— begin Document —

More billboards lining the road, with some extolling less tolerant traits, c. 1920s.
As a white supremacist, Riker did not condemn the Nazi Party and, indeed, subscribed to some of their periodicals, which he used to reinforce his own doctrines. In 1942, soon after Germany declared war on the United States, Riker openly declared himself in favor of the Axis Powers and wrote to Hitler directly. Riker was arrested and tried for treason, but was acquitted. By this point, the railroad through the mountains had shut down and the opening of Highway 17 in 1940 had bypassed Holy City. Most of the remaining cult members moved away at this time, since the end of the Great Depression and start of the war meant that jobs were once again in abundance. Deprived of its vital source of tourist traffic and its strange cultish allure, the town declined rapidly. Hoping to restore the community, Riker sold the property to a minor Hollywood producer, Maurice Kline, in 1956, but this just led to legal battles that led to the deincorporation of Holy City in 1959 and its abandonment by the remaining Perfect Christian Divine Way board the following year. Most of what was left of Holy City burned down, possibly by the hand of Riker, or was bulldozed over the following decade. Riker converted to Catholicism in 1966 and died three years later.

Various outbuildings that still survive around Holy City, 2015. [Mobile Ranger]

The cathedral grove behind the Holy City
post office which is thought to have been
the religious center of Riker's cult.
Pboto by Michael Maloney.
[San Francisco Gate]
When developers purchased Holy City in 1968, it was mostly populated with vagabond hippies and plans to convert the town into a campground never materialised. The location fell into decay for four decades until Grubb & Ellis purchased it in 2006. But the firm went bankrupt in 2012 and struggled to make any progress with the town, lowering its price several times to no avail. It was finally purchased in 2016 by Robert and Trish Duggan on behalf of the Church of Scientology, but its fate has yet to be determined.

The only substantial structures remaining in Holy City from Riker's time are his large Victorian home, which is now a private home, and the old post office, which has served as the Holy City Art Glass shop for many years but is now closed. One other feature from Riker's era, a stone fence wrapping around a redwood cathedral grove, allegedly served as the religious center of the cult, although details are scarce. Access to the town is via the Madrone Drive (southbound) or Redwood Estates Road (northbound) exits on Highway 17. Follow either road to the west to Oneda Court, which becomes Holy City Road. The old town site is where Holy City Road meets Old Santa Cruz Highway.

— end Document —
— begin Raw data —

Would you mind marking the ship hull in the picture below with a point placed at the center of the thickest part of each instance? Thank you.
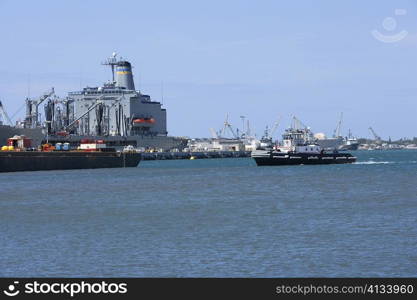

— end Raw data —

— Problems —
1 – Translate this sentence from the Holy City text into Spanish: "Riker was arrested and tried for treason, but was acquitted."
2 – List every road or highway named in the Holy City text.
3 – Echo the Holy City text starting at "Various outbuildings that" and ending at "of Riker's cult.".

— Solution list —
1 – Riker fue arrestado y juzgado por traición, pero fue absuelto.

2 –
Highway 17
Madrone Drive
Redwood Estates Road
Oneda Court
Holy City Road
Old Santa Cruz Highway

3 –
Various outbuildings that still survive around Holy City, 2015. [Mobile Ranger]

The cathedral grove behind the Holy City
post office which is thought to have been
the religious center of Riker's cult.